The request:
Format the items below as a JSON array of strings, one string per line, leaving out any blank lines.

Records supplied:

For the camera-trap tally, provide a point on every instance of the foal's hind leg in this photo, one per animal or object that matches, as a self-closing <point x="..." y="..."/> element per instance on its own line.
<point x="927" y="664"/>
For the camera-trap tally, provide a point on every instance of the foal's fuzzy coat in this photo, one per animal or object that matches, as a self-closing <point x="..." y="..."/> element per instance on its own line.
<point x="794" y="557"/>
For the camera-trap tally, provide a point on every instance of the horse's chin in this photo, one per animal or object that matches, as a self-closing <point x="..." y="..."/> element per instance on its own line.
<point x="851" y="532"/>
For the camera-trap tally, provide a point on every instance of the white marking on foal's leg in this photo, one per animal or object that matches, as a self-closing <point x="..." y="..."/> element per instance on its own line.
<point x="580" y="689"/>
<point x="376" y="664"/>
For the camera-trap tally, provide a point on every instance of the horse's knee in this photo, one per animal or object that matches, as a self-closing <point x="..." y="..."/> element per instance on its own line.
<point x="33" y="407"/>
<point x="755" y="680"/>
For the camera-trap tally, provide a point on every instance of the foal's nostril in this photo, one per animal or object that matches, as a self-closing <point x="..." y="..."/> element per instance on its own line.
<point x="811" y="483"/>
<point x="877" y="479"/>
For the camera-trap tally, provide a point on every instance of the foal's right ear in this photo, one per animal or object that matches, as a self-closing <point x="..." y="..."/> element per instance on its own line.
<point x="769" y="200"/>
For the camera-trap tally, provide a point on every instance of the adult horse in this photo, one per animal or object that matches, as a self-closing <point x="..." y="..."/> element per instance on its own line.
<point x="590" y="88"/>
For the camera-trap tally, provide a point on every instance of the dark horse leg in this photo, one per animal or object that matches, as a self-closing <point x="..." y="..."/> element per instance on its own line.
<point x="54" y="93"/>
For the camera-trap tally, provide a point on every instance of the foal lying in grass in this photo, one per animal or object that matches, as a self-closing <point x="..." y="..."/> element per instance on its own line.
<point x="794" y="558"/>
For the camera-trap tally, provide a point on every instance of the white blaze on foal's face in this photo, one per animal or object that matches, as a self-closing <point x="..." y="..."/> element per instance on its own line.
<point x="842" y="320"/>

Response:
[
  "For the camera-trap tally, provide a point on every instance of the foal's hind leg in this photo, one per animal or object that matches, as a self-closing <point x=\"...\" y=\"...\"/> element per instance on its own line.",
  "<point x=\"927\" y=\"664\"/>",
  "For the camera-trap tally, provide a point on every instance of the foal's fuzzy coat in this photo, one per animal or object that matches, as a self-closing <point x=\"...\" y=\"...\"/> element per instance on its own line.",
  "<point x=\"794\" y=\"557\"/>",
  "For the camera-trap tally, provide a point on every instance of the horse's chin in this photo, one per animal or object that matches, as a self-closing <point x=\"...\" y=\"...\"/> element per instance on its own line.",
  "<point x=\"851\" y=\"532\"/>",
  "For the camera-trap tally, provide a point on every instance of the white marking on foal's leg in this photo, one per animal or object that matches, as a self-closing <point x=\"...\" y=\"...\"/> element per instance on its own line.",
  "<point x=\"580\" y=\"689\"/>",
  "<point x=\"376\" y=\"664\"/>",
  "For the camera-trap tally, provide a point on every instance of the horse's knee in this photo, one per animal or object that matches, as a self-closing <point x=\"...\" y=\"...\"/> element per instance on its own line.",
  "<point x=\"33\" y=\"407\"/>",
  "<point x=\"755\" y=\"680\"/>",
  "For the camera-trap tally, provide a point on every instance of the foal's nostril in this photo, one per animal or object that matches, as a self-closing <point x=\"...\" y=\"...\"/> element per instance on its own line.",
  "<point x=\"811\" y=\"483\"/>",
  "<point x=\"877\" y=\"479\"/>",
  "For the camera-trap tally, provide a point on every instance of the foal's right ear in this photo, one per animal or object that matches, as a self-closing <point x=\"...\" y=\"...\"/> element per instance on its own line.",
  "<point x=\"769\" y=\"200\"/>",
  "For the camera-trap tally, provide a point on every instance of the adult horse in this photo, one per animal or object that matches, as a self-closing <point x=\"...\" y=\"...\"/> element per instance on its own line.",
  "<point x=\"590\" y=\"88\"/>",
  "For the camera-trap tally, provide a point on every instance of the dark horse leg in this photo, one per animal or object that matches, as a self-closing <point x=\"...\" y=\"...\"/> element per instance on its own line.",
  "<point x=\"54\" y=\"93\"/>",
  "For the camera-trap tally, provide a point on every instance of the foal lying in grass in this photo, one per animal or object that matches, as a self-closing <point x=\"...\" y=\"...\"/> element per instance on its own line.",
  "<point x=\"794\" y=\"558\"/>",
  "For the camera-trap tally, provide a point on every instance of the white blaze on foal's face in this photo, one per animal or object that matches, as a self-closing <point x=\"...\" y=\"...\"/> element per instance on its own line.",
  "<point x=\"842\" y=\"320\"/>"
]